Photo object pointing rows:
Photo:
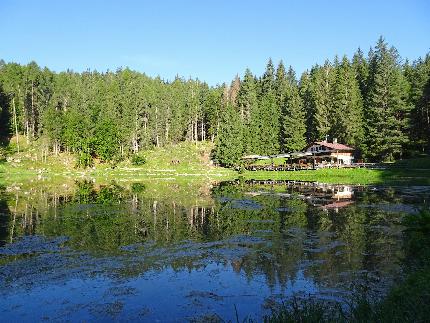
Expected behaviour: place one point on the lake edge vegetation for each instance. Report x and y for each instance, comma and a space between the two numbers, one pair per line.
379, 104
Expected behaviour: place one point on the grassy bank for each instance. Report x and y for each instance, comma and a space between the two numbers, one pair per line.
406, 172
189, 161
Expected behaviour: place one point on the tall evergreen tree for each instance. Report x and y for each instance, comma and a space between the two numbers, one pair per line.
361, 69
347, 124
322, 95
388, 113
229, 142
248, 109
418, 75
294, 122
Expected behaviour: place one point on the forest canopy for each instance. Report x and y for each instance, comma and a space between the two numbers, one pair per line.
375, 102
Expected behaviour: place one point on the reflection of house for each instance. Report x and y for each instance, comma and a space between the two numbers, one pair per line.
344, 192
331, 152
337, 205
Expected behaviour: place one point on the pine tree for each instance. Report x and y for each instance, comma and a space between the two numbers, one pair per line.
361, 69
280, 84
266, 120
418, 75
248, 107
267, 82
308, 107
347, 124
269, 131
294, 122
388, 113
322, 95
228, 144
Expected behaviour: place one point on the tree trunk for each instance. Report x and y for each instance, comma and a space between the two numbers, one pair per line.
16, 124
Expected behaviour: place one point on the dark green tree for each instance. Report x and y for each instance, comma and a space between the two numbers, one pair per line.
347, 115
229, 142
387, 112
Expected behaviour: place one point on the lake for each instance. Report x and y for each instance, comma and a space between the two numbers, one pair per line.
167, 251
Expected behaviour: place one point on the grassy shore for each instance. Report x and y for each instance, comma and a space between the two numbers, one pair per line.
191, 162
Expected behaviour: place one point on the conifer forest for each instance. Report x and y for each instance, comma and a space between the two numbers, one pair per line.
377, 102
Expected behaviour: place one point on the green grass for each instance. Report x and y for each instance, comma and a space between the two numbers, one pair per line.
194, 164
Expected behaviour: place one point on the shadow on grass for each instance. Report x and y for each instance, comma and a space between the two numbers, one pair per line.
408, 172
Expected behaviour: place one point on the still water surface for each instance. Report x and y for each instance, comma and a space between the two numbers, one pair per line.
148, 252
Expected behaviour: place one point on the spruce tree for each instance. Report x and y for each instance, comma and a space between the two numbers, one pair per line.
248, 109
294, 122
229, 142
387, 112
418, 76
322, 94
347, 124
361, 69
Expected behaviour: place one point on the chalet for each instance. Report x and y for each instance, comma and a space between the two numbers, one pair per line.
331, 152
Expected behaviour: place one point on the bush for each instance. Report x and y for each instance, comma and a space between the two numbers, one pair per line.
138, 160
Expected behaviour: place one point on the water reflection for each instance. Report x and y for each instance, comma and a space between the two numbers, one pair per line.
276, 238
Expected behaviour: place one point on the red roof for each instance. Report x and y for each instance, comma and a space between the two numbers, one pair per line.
336, 205
335, 146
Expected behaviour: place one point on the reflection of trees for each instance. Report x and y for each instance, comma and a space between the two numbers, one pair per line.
295, 235
4, 222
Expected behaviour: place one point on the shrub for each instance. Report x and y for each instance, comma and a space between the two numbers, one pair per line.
138, 160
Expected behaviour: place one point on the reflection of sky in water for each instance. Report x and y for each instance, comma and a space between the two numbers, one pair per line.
154, 295
140, 259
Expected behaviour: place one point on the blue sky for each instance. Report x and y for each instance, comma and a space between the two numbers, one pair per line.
210, 40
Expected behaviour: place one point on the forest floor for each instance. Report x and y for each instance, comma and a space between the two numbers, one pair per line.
187, 162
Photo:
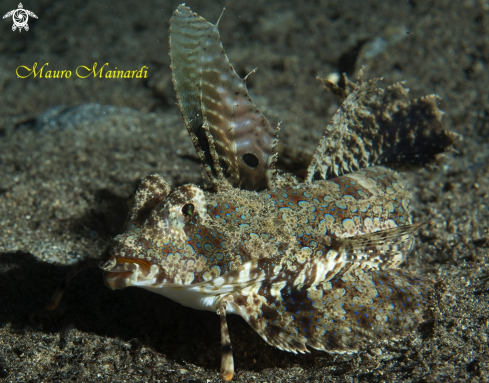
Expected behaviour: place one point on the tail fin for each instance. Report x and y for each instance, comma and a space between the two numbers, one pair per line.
376, 126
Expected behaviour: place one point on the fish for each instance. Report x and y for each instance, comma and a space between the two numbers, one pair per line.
308, 262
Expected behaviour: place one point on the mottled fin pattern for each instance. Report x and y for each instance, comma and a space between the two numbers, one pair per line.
341, 314
383, 249
233, 139
376, 126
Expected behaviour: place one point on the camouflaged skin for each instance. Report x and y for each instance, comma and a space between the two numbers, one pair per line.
307, 263
285, 260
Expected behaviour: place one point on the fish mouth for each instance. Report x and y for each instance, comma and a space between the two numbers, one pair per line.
120, 273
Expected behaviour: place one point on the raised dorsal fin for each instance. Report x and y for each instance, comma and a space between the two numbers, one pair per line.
233, 139
376, 126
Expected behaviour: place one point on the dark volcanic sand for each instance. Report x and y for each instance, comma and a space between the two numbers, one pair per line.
65, 174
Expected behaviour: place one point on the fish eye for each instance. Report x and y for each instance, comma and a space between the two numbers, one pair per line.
188, 209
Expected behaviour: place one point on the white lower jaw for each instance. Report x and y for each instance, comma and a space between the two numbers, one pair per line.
189, 296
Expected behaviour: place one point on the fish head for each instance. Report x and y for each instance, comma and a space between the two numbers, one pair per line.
159, 242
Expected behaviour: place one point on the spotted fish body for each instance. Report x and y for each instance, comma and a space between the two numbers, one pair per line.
307, 263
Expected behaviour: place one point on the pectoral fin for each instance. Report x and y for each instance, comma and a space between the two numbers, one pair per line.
341, 314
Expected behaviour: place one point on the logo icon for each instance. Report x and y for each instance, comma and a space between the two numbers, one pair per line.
20, 17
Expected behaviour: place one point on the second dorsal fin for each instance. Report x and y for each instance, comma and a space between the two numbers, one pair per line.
233, 139
376, 126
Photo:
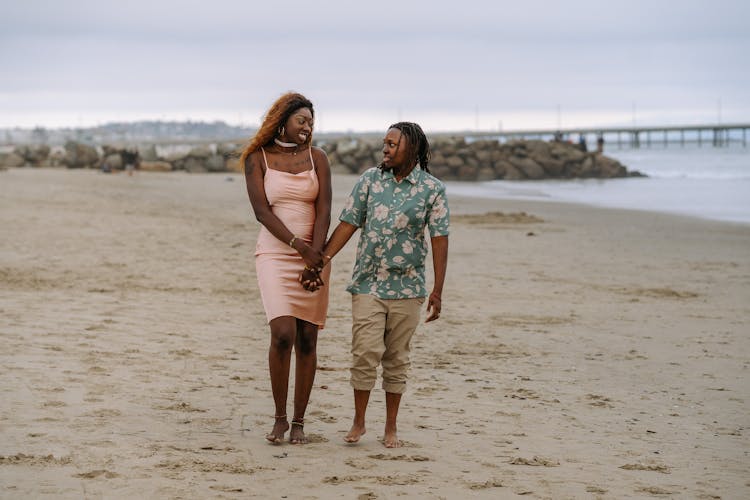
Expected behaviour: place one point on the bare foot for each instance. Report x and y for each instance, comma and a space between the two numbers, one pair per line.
356, 432
297, 434
276, 436
390, 440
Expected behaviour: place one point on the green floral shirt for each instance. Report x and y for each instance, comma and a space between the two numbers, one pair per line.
392, 217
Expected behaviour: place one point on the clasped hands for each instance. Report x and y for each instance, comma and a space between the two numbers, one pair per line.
310, 278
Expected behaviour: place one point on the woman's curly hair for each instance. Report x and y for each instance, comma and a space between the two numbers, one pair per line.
275, 118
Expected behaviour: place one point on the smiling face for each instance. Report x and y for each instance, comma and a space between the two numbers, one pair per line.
298, 127
395, 150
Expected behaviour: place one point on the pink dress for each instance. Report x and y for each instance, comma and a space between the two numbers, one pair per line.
277, 265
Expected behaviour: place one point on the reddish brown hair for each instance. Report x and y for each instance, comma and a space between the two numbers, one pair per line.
275, 118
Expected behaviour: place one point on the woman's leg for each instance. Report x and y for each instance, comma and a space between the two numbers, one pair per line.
306, 361
283, 334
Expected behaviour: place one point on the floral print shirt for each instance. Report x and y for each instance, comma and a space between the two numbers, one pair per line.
392, 217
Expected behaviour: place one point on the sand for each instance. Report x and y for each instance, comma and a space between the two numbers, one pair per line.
582, 353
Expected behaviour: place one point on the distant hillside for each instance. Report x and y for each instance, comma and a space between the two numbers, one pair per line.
124, 133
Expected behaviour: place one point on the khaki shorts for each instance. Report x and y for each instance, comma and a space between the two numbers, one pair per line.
381, 333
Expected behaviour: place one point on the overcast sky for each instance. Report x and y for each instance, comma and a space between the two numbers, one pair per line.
449, 65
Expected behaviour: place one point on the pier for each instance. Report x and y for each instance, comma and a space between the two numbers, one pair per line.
715, 135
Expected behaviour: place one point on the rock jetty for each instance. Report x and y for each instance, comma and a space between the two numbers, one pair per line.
452, 158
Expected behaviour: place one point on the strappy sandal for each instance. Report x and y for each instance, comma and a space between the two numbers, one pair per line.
271, 437
299, 422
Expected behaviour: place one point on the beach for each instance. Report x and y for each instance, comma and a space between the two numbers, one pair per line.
582, 352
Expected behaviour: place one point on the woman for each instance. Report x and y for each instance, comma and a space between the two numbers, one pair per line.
392, 204
289, 185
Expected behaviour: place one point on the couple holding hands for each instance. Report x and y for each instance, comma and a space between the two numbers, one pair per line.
289, 186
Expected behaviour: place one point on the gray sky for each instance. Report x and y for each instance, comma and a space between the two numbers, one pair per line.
448, 65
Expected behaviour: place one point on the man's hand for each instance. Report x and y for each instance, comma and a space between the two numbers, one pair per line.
434, 306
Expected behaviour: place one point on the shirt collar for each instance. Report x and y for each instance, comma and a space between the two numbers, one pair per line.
412, 178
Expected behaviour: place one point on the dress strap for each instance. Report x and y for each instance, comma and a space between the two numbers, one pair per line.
265, 160
311, 160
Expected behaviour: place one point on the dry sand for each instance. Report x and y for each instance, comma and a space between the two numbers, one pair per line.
582, 353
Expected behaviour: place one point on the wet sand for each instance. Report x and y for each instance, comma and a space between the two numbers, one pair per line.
582, 353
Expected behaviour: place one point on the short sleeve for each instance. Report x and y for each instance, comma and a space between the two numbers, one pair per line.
438, 220
355, 205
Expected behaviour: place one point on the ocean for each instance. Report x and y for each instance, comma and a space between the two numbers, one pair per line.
708, 182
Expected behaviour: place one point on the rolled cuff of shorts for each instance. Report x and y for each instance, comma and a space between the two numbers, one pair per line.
395, 388
362, 385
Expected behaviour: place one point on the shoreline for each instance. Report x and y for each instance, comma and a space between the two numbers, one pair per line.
582, 352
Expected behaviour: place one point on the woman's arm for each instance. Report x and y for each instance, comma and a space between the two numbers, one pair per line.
439, 265
262, 209
323, 202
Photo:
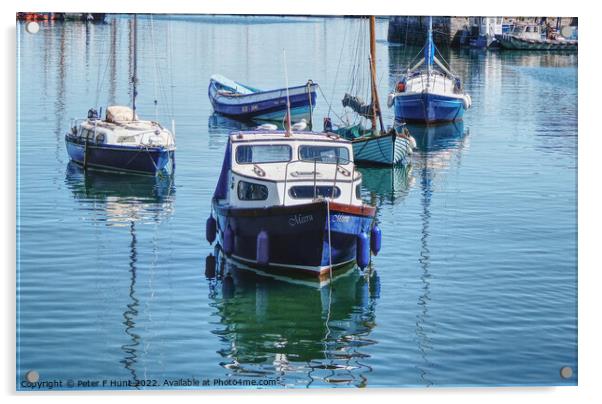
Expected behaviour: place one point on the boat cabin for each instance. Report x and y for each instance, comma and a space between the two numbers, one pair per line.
527, 31
269, 168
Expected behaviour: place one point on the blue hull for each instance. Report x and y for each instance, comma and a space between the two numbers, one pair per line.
428, 108
266, 105
298, 237
118, 158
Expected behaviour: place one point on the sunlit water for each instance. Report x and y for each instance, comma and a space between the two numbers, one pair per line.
476, 281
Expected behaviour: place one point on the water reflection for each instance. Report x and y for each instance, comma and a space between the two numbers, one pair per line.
130, 314
128, 202
119, 199
438, 146
386, 185
298, 334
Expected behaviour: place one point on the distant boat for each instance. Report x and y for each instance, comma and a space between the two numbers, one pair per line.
371, 145
429, 91
289, 204
529, 37
243, 102
121, 142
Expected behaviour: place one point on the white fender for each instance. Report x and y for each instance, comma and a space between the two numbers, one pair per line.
390, 100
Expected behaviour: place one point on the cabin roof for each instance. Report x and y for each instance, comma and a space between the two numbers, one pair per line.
263, 135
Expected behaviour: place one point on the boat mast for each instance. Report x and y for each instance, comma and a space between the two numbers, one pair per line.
135, 67
429, 50
375, 103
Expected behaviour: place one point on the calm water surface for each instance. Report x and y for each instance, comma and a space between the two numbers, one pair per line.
476, 283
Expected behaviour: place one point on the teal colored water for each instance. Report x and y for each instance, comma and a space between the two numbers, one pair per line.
476, 282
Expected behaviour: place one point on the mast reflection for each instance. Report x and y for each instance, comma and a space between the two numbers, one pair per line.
125, 201
437, 146
298, 334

Exercise goal
Set down again, with no alteration, the lines starting at the one that contains "Expected behaviour: place one point on the teal" and ending with the last line of the rows, both ends included.

The solution
Expected behaviour: place one point on the teal colored water for each instance. Report x and y for each instance, comma and a space between the two numbers, one pair per line.
476, 282
Expected behaviour: place one point on the mast reflection for each instance. Report x and y for each instance, comma and a space between the two numbers, one pair per line.
125, 201
437, 146
298, 334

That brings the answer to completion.